*Task*
Pull out every line of the records below that contains the word "facade", and give each one in full.

Source data
****************
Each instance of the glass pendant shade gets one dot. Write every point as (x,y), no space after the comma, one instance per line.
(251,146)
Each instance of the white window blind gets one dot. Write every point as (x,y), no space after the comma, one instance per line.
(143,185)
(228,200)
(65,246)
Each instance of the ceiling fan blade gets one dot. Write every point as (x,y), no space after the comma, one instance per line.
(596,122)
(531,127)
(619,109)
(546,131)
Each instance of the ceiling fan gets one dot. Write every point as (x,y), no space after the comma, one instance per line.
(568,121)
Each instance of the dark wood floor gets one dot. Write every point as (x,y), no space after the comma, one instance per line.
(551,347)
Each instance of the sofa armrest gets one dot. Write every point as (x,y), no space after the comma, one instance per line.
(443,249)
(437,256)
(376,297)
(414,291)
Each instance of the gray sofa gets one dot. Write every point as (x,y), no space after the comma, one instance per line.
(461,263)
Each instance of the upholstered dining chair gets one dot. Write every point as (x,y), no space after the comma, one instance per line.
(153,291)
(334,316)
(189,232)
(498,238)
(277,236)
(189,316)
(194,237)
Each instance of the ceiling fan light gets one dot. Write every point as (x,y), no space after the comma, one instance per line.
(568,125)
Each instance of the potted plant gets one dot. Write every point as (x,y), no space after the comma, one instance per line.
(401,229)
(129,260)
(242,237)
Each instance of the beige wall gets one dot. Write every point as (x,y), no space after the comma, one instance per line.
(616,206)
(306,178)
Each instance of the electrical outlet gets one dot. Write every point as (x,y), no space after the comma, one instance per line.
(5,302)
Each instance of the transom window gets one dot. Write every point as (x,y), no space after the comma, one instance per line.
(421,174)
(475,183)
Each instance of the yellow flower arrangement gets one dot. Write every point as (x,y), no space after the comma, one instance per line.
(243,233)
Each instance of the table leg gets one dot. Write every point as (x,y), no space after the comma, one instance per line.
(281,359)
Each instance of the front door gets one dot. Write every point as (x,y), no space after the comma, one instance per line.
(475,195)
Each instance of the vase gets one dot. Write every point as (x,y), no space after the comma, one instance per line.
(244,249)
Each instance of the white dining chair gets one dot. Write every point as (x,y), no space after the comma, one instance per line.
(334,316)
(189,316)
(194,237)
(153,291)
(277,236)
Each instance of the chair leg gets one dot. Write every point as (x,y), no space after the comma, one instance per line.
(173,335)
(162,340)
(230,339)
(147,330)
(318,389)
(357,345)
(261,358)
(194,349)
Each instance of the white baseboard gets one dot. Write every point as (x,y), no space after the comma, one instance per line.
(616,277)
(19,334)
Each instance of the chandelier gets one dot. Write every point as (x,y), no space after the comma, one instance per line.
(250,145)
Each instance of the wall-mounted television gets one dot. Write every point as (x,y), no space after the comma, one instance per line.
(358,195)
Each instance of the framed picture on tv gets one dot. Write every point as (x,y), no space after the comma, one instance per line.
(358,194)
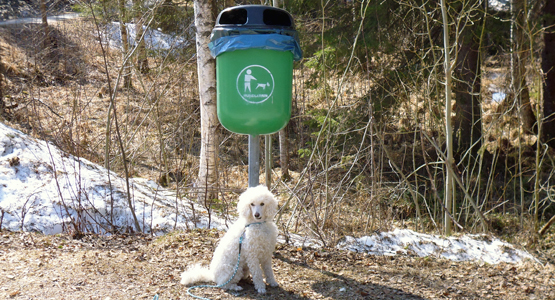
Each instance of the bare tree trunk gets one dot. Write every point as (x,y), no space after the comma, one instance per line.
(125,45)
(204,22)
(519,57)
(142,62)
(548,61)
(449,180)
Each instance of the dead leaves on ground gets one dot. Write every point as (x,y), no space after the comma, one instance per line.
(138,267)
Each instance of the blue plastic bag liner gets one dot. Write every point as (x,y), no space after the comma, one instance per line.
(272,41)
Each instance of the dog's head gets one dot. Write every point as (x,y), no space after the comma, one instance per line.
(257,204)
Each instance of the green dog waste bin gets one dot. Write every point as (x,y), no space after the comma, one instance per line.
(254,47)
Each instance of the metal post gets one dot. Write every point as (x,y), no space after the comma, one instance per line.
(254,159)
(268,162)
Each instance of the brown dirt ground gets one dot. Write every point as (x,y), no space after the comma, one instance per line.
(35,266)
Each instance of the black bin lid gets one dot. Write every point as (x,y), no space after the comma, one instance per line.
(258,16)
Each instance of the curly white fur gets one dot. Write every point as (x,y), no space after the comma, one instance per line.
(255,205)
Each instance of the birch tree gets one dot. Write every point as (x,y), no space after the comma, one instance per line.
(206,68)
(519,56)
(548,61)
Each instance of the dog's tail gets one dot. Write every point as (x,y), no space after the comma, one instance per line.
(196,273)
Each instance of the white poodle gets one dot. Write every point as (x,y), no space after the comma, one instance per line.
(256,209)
****************
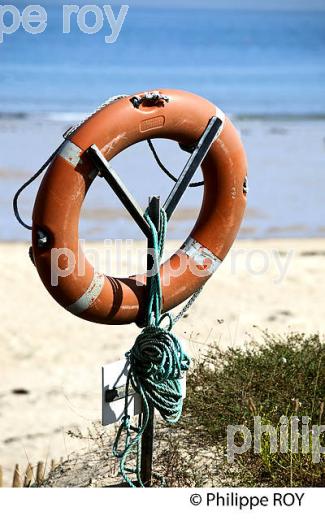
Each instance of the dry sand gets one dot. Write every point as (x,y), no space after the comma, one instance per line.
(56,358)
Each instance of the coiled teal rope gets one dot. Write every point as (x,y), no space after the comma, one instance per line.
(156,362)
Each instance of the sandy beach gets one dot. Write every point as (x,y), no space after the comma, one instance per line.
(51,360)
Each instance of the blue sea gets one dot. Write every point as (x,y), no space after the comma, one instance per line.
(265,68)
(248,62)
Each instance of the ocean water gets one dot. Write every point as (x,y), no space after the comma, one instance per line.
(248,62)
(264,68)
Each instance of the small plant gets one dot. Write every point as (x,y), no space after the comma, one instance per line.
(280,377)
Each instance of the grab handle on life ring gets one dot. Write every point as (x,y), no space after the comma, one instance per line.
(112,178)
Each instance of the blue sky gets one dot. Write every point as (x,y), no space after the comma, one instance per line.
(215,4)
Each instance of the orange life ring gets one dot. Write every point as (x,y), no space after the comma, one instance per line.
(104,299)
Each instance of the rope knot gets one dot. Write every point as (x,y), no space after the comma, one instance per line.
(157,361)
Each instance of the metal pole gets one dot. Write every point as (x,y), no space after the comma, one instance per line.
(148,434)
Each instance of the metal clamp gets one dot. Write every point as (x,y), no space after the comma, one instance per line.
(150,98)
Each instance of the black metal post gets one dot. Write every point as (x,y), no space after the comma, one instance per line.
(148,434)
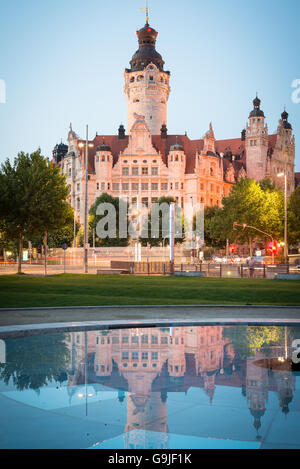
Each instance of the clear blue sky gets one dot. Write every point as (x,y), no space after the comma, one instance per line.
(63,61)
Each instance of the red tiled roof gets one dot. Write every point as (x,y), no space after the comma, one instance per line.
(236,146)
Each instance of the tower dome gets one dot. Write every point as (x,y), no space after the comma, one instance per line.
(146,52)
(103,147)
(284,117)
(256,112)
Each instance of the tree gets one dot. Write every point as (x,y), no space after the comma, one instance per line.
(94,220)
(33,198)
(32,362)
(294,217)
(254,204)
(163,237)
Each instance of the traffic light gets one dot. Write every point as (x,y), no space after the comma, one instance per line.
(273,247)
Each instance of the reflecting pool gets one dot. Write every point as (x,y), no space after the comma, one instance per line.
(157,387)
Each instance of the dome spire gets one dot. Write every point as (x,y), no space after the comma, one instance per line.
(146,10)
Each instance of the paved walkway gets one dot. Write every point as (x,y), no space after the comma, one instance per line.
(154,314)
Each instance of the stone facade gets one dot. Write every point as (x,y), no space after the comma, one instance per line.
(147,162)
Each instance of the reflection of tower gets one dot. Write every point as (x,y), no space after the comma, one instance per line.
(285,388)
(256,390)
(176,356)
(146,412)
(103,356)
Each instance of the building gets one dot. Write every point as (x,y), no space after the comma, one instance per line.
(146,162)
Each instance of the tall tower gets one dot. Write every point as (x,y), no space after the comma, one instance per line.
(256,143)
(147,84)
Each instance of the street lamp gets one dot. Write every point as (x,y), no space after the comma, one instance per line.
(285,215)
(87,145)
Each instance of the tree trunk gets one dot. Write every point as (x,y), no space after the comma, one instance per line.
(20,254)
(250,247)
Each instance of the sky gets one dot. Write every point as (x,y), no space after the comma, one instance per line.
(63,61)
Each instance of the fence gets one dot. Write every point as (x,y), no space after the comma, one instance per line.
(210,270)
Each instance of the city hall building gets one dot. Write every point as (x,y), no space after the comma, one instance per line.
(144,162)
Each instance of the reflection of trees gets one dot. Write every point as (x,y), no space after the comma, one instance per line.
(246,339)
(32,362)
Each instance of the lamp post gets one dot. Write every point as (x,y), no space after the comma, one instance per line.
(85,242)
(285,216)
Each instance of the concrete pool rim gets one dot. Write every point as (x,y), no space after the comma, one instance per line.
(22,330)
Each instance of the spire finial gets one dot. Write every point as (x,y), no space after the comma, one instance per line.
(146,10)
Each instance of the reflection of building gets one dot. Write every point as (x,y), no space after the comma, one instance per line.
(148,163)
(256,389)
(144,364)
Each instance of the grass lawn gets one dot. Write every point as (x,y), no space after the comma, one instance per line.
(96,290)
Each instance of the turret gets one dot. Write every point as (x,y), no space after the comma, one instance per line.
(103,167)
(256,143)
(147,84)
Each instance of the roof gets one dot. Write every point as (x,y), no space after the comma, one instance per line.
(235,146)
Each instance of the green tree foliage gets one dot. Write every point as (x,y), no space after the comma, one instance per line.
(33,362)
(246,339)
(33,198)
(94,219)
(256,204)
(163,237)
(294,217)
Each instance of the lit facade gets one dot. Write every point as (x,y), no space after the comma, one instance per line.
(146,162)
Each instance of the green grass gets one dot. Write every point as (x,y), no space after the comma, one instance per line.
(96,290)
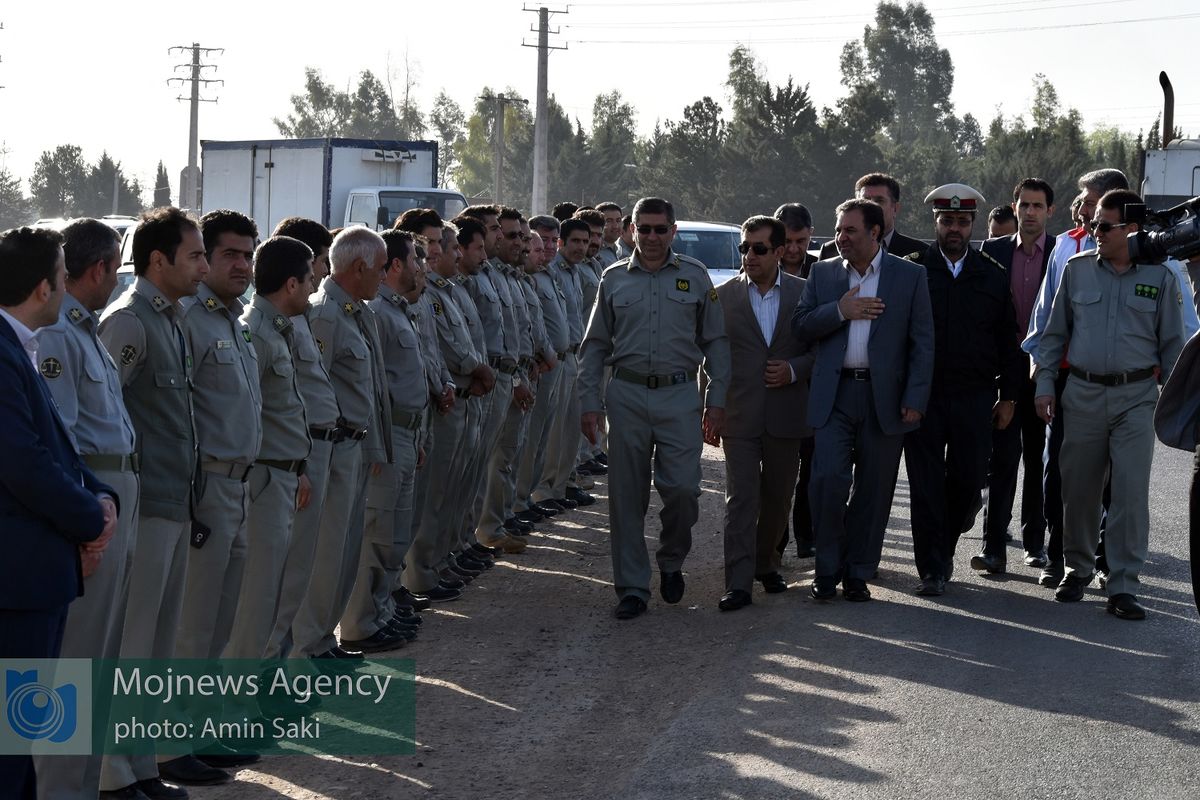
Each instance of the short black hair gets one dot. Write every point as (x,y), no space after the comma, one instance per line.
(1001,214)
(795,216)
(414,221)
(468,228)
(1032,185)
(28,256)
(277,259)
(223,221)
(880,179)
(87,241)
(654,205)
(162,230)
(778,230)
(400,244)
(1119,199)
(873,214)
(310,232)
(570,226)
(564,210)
****************
*Complete response*
Each instance of the stone facade gets one dot. Write every point as (x,y), no space after the comma, one instance per line.
Each instance of the lit facade gets one dot. Write every point as (x,y), no space after the comma, one instance per line.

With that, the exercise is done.